_What you are asked to do_. Transcribe all of the material exactly, except for its pictures.

_Coordinate annotation entries_.
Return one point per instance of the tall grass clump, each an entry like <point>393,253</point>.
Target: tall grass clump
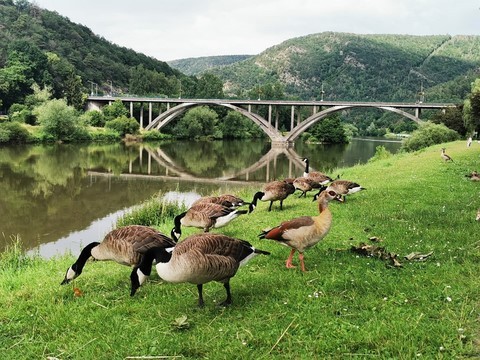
<point>380,153</point>
<point>13,258</point>
<point>153,212</point>
<point>429,134</point>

_Solution_.
Return one point per instance of the tall grass clump, each an entry like <point>393,253</point>.
Target: tall grass clump
<point>380,153</point>
<point>13,258</point>
<point>153,212</point>
<point>429,134</point>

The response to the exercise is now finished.